[Region pointing data]
========================================

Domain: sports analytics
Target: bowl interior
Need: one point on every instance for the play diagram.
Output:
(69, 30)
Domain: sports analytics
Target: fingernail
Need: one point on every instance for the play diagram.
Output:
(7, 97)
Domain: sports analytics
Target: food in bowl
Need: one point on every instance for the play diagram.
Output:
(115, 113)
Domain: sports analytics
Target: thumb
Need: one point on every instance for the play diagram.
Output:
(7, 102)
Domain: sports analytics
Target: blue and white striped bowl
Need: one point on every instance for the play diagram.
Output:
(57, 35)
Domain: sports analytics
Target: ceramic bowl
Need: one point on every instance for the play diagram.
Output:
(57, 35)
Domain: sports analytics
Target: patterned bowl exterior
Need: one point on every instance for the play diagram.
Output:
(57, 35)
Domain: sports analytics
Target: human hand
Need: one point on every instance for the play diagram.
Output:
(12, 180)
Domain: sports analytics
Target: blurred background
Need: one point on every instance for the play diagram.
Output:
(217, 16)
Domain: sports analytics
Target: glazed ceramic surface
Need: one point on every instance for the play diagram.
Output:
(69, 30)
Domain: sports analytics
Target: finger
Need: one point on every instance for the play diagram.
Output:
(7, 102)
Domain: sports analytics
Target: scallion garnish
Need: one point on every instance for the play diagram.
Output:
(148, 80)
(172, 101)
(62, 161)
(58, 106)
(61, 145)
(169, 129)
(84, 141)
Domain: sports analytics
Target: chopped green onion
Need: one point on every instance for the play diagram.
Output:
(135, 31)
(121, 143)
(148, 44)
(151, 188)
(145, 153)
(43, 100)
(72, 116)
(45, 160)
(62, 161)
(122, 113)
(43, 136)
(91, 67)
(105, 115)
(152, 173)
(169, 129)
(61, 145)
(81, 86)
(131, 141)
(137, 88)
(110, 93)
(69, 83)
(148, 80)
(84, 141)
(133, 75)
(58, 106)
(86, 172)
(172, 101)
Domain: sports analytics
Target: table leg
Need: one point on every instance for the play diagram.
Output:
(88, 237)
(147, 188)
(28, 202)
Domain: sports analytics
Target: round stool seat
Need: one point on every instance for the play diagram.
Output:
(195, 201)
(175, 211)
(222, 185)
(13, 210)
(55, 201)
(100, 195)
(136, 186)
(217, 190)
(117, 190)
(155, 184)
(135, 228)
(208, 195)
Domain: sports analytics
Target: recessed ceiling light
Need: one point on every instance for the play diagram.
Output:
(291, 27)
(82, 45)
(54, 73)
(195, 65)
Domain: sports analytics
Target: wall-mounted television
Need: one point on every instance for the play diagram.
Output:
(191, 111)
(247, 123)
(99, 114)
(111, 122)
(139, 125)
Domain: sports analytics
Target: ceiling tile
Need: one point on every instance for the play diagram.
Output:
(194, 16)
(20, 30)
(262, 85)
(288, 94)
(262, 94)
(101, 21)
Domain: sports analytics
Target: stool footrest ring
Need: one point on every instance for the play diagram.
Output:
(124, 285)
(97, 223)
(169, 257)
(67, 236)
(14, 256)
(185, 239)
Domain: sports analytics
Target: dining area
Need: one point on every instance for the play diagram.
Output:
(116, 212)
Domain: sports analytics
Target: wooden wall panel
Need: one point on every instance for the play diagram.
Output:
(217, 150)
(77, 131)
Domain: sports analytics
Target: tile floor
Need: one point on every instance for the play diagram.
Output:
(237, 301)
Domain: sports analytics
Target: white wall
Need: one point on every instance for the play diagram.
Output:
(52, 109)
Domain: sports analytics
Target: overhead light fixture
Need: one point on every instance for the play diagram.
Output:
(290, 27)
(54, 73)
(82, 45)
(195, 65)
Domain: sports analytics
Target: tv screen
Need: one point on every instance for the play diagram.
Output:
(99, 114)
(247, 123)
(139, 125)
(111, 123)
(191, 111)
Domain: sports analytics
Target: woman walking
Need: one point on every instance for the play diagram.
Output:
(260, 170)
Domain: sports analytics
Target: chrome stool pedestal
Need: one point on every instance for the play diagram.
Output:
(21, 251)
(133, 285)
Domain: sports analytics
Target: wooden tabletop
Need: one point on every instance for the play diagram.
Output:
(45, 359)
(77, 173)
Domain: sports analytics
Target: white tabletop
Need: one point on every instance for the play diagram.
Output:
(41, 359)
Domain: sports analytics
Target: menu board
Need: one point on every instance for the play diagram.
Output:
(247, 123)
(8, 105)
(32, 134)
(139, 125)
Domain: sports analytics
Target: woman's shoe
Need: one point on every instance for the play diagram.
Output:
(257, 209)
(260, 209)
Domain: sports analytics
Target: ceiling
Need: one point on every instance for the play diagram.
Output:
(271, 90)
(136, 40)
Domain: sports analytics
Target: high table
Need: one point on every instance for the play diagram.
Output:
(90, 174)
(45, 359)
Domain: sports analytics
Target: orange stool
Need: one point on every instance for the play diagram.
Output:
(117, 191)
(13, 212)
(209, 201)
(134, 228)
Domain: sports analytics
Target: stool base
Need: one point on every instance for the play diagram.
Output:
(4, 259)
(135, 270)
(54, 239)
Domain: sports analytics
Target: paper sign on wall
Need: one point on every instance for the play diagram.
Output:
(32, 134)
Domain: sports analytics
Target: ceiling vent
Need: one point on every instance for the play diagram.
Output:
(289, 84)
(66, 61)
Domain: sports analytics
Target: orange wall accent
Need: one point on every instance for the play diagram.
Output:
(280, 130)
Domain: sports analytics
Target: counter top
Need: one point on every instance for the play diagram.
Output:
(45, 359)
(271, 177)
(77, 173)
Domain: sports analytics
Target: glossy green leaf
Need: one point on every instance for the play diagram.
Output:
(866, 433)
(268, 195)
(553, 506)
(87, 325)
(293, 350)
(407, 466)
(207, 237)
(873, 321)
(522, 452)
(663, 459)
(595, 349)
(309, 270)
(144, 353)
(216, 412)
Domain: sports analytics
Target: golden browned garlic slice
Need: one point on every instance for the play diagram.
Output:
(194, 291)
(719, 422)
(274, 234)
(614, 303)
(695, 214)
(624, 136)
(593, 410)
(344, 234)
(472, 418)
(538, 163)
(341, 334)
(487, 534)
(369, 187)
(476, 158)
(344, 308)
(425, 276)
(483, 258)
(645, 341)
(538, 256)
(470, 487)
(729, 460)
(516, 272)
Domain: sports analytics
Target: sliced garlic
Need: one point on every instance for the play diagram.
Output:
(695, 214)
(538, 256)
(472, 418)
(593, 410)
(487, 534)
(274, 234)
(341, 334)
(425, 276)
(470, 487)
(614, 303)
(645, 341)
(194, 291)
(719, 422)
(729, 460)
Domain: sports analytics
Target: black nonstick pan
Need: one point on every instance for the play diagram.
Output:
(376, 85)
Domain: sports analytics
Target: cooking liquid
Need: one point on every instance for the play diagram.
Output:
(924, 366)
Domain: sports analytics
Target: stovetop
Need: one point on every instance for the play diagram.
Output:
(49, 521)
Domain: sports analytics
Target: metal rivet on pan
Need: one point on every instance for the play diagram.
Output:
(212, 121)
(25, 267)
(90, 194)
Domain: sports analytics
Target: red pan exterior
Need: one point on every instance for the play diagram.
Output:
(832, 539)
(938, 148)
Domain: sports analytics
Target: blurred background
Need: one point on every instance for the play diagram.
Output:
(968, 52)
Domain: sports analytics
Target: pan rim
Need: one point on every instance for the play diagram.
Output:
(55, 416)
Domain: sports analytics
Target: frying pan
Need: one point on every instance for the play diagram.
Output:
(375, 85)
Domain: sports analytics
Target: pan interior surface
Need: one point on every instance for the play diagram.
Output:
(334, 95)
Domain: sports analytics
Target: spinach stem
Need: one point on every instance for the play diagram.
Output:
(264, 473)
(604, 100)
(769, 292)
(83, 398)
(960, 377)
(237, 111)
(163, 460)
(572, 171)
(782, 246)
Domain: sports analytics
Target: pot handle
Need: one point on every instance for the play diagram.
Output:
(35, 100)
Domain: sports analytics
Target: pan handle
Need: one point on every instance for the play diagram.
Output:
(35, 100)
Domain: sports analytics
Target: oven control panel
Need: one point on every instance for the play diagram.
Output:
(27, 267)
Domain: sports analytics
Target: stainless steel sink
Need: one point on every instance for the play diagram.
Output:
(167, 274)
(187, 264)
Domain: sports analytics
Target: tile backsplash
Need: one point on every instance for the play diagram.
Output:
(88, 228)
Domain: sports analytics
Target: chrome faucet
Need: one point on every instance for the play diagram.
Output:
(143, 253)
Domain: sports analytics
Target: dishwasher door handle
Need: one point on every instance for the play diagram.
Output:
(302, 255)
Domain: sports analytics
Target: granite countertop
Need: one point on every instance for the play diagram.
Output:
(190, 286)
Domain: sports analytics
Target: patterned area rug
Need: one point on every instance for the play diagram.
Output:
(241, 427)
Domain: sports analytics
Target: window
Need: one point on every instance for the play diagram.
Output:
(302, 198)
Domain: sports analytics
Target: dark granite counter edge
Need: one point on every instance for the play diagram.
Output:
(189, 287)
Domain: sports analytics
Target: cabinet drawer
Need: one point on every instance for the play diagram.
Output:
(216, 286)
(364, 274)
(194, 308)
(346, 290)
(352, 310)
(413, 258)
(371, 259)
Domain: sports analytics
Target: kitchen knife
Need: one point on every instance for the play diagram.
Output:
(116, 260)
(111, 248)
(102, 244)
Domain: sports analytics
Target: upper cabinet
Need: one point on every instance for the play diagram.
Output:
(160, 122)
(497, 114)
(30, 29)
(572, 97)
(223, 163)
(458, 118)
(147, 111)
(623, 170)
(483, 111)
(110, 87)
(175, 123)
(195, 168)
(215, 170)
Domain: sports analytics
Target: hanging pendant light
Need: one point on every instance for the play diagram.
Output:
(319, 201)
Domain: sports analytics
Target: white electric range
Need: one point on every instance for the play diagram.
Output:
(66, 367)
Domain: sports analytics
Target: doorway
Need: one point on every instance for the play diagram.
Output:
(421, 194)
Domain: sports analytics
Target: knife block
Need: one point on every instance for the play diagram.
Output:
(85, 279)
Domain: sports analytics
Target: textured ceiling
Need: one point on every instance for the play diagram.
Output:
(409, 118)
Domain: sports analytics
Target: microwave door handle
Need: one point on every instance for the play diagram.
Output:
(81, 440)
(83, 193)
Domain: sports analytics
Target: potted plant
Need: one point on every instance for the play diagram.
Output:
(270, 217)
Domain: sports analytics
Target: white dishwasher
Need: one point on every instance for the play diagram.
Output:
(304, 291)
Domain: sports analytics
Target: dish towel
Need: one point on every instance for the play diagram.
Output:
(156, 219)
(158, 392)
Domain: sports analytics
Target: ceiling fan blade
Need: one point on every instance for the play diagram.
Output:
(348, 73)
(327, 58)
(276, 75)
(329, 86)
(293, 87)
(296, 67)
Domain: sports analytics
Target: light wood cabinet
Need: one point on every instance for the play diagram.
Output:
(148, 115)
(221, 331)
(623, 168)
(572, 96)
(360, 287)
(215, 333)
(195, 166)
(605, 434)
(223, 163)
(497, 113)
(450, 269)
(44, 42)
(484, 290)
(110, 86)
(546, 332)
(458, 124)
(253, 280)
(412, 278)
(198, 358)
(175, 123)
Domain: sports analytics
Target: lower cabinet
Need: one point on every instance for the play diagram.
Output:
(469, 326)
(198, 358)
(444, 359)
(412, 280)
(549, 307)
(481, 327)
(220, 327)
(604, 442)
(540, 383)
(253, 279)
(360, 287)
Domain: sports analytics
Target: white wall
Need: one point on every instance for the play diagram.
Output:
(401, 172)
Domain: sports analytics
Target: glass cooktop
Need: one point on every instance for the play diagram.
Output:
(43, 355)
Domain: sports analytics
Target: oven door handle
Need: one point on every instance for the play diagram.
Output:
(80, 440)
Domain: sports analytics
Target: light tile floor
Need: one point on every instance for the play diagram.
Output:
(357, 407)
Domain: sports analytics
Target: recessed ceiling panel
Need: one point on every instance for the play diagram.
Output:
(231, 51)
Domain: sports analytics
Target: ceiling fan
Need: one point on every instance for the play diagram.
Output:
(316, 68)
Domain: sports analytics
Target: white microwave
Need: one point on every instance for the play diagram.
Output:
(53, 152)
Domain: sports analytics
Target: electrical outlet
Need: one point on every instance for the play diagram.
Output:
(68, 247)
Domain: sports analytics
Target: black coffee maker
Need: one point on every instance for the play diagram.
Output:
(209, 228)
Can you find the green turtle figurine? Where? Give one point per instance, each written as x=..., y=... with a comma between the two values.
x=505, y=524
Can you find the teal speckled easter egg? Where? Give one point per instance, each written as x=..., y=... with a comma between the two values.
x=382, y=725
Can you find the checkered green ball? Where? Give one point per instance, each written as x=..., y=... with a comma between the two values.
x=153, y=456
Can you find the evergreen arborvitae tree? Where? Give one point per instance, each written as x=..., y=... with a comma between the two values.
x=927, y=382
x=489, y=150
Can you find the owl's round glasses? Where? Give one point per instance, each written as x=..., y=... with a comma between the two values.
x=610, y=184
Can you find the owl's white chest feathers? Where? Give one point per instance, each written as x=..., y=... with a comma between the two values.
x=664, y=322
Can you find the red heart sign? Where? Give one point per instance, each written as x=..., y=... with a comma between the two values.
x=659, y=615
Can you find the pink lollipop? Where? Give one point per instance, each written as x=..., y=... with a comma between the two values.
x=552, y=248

========================================

What the task asks:
Reprint exactly the lines above that start at the one with "Target: chrome faucet" and end at the one with "Target: dark granite counter edge", keeping both and adding none.

Exercise result:
Target: chrome faucet
Need: one point on every instance for the play diagram.
Output:
(143, 253)
Domain: sports analytics
Target: dishwasher door handle
Need: one point on every instance for the play diagram.
Output:
(302, 255)
Domain: sports analytics
Target: granite countertop
Need: one point on every instance for the play diagram.
Output:
(190, 286)
Domain: sports analytics
Target: patterned area rug
Need: one point on every instance for the play diagram.
Output:
(241, 427)
Domain: sports analytics
Target: window
Need: one point on every instance for the play diagram.
Output:
(302, 198)
Domain: sports analytics
Target: dark granite counter edge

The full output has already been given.